Document text |
Mining of copper in Chile is done chiefly on large and giant low-grade porphyry copper deposits. Copper deposits of similar age in Chile occur in elongated geographical patterns which are termed metallogenic belts. Five metallogenic copper belts have been identified by geologists in Chile. The main two of these are the Late Eocene-Oligocene belt in the far north and the Middle Miocene-Early Pliocene belt in north-central Chile with the first one hosting most copper resources. The other metallogenic belts containing porphyry copper deposits are a discontinuous Cretaceous belt, the Paleocene belt and the Early-Middle Miocene belt, both of which are located in northern Chile. All these ores formed episodically during the span of the Andean orogeny except for the Jurassic when the orogeny was not contractional but extensional. Within the Late Eocene-Oligocene belt the following copper deposits and mines, from north to south, are aligned around Domeyko Fault: Collahuasi, Quebrada Blanca, El Abra, Radomiro Tomic, Chuquicamata, Escondida, El Salvador and Potrerillos. In the Middle Miocene-Early Pliocene belt the main deposits and mines are Los Pelambres, Los Bronces and El Teniente. (Note: When not considering the other three belts, these two belts are sometimes referred to as the Paleogene belt and the Neogene belt.)

Excerpted records |

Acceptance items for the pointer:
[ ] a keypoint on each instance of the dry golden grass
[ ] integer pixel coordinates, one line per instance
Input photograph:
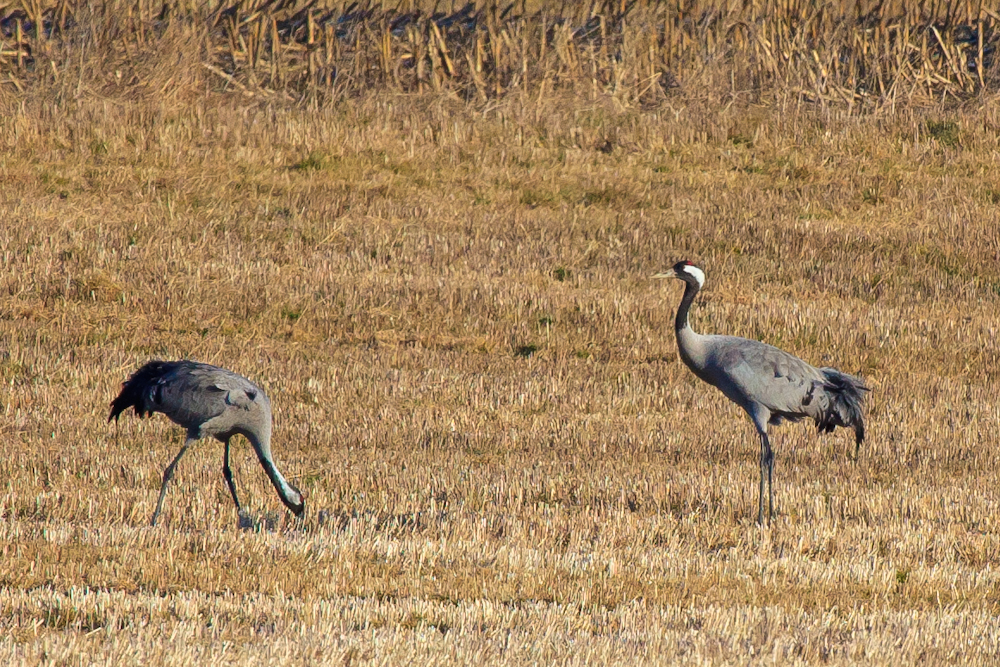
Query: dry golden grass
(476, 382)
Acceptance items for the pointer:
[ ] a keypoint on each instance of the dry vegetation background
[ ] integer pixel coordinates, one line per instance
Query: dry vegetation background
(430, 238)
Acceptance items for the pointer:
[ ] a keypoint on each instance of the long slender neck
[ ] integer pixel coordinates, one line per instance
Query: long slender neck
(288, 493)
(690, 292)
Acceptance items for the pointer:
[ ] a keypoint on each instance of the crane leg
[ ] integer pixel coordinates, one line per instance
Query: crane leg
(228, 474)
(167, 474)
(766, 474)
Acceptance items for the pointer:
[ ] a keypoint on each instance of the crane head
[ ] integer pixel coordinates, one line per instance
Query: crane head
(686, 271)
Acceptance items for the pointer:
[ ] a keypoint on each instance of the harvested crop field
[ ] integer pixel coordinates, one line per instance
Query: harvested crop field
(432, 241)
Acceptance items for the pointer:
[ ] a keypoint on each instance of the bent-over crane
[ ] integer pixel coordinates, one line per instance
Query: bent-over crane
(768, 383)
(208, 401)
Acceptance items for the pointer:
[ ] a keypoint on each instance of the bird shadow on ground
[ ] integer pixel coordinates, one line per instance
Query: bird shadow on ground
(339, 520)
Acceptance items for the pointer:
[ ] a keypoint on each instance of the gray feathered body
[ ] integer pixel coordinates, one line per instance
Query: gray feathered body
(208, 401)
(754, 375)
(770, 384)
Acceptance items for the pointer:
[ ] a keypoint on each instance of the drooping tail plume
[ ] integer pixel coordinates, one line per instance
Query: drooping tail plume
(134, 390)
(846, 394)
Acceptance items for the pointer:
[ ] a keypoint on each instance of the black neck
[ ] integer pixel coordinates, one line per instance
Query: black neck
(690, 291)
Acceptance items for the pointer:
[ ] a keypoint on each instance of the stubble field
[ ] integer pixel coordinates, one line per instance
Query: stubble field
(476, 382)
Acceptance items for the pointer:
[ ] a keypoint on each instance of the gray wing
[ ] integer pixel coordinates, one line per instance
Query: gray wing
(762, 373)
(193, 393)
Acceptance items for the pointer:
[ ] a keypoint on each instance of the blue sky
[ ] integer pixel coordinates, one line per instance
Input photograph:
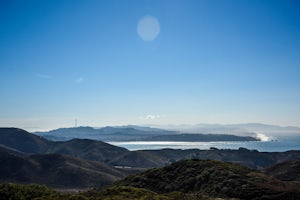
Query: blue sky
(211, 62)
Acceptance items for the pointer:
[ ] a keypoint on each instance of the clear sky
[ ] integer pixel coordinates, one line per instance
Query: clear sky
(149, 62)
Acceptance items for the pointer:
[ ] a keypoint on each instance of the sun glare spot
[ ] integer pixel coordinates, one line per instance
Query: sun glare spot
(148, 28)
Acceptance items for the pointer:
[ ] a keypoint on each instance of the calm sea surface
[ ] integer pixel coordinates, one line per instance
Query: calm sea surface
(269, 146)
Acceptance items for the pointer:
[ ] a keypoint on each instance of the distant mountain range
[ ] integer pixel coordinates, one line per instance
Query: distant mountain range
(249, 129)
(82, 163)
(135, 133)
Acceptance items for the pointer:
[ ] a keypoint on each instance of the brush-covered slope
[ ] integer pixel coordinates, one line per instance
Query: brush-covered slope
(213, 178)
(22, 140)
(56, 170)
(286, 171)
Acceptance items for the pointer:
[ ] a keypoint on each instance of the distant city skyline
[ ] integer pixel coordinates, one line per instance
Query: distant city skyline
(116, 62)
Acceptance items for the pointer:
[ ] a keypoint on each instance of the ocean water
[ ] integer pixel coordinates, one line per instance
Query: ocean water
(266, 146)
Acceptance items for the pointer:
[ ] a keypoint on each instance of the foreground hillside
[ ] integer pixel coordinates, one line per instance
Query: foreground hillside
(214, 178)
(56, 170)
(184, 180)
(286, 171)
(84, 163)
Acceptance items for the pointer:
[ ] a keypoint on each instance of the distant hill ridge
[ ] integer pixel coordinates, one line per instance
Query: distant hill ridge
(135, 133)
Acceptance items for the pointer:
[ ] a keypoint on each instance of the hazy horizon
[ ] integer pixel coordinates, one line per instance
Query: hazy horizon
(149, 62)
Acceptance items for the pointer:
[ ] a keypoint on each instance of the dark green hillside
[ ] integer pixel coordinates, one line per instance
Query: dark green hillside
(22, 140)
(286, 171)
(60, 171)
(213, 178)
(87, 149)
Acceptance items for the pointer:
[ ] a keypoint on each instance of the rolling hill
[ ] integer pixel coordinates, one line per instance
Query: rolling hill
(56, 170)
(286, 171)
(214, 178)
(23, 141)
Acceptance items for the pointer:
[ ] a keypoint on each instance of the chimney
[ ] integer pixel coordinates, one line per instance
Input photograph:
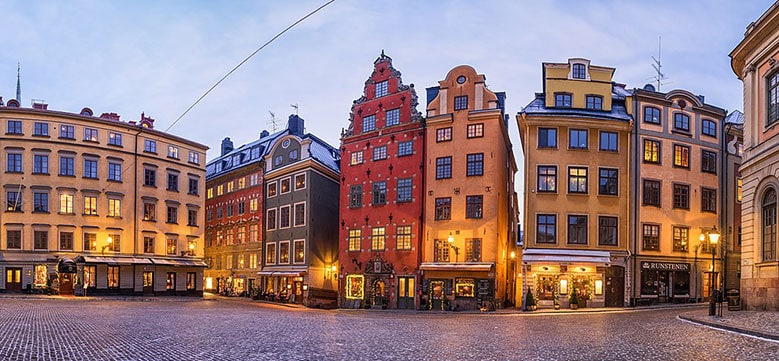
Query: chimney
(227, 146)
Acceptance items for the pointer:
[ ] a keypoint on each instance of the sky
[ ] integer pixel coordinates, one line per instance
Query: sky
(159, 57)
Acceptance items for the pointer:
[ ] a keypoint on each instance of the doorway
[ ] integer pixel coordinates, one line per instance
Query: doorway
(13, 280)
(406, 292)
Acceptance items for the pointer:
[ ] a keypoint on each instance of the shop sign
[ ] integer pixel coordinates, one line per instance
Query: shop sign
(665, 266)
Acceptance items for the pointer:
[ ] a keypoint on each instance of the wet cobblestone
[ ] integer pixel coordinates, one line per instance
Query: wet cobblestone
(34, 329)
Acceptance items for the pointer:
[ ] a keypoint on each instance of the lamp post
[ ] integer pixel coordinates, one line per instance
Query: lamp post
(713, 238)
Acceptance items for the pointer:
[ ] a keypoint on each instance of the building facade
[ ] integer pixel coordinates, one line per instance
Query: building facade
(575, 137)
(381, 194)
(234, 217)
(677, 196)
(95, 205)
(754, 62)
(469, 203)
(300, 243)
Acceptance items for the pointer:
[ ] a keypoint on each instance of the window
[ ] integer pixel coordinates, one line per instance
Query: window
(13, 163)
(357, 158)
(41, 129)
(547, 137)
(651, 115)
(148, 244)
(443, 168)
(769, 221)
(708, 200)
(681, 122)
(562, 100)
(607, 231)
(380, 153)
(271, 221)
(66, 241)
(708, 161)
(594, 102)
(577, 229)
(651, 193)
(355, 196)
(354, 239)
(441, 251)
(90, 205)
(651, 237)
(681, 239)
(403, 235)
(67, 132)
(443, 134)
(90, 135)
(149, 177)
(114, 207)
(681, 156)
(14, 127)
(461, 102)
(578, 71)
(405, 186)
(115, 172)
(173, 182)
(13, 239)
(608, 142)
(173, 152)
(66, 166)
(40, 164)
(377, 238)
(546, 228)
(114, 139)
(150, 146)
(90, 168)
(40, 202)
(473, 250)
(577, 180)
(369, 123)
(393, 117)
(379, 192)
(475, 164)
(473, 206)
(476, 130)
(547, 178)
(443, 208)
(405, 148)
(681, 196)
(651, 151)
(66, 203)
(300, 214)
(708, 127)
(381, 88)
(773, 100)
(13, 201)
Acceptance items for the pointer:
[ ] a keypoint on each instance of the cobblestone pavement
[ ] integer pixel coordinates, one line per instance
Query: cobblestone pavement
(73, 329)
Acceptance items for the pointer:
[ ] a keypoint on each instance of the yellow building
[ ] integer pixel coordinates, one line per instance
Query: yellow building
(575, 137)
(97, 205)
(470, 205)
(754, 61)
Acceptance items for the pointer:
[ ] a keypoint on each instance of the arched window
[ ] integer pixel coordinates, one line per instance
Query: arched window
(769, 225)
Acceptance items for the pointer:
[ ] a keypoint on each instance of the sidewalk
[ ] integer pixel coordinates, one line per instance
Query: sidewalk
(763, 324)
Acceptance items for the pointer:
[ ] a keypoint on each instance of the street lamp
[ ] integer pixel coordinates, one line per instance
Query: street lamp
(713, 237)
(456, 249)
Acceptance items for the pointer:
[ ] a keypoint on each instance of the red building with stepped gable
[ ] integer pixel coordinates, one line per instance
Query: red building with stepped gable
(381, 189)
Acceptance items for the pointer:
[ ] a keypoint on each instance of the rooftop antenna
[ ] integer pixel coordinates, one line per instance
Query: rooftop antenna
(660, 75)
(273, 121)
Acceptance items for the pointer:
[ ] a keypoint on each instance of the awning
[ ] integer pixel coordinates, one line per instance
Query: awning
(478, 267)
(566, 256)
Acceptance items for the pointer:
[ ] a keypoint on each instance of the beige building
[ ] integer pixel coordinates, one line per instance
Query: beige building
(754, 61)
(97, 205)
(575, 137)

Questions to answer |
[1] List the five metallogenic copper belts named in the text on copper mining in Chile.
[2] Continue the text on copper mining in Chile from its last sentence.

Activity answers |
[1]
1. Late Eocene-Oligocene belt
2. Middle Miocene-Early Pliocene belt
3. Cretaceous belt
4. Paleocene belt
5. Early-Middle Miocene belt

[2]
It has been proposed that the giant porphyry deposits of the Eocene-Oligocene belt formed in a context of oblique subduction that had an associated magmatism of adakitic character, scant volcanism and attenuated escape of SO_{2}. Ore-forming magmatism has in this context been termed "closed porphyry systems" that had limited degassing that would have led to the formation of highly oxidized deposits rich in sulphur. In contrast, deposits of the Paleocene–Early Eocene belt such as Lomas Bayas and Spence are smaller and associated to more orthogonal subduction and ordinary calc-alkaline non-adakitic magmatism that included plenty of volcanism.

Various authors have indicated that intersections between continent-scale traverse fault zones and arc-parallel structures are associated with porphyry formation. In Chile this has been pointed out to be the case of Escondida, Los Bronces and El Teniente porphyry copper deposits each of which lies at the intersection of two fault systems.

A few copper deposits in Chile are labelled "exotic" as they originate from kilometer-scale lateral migration of copper-rich fluids originating in porphyry copper deposits.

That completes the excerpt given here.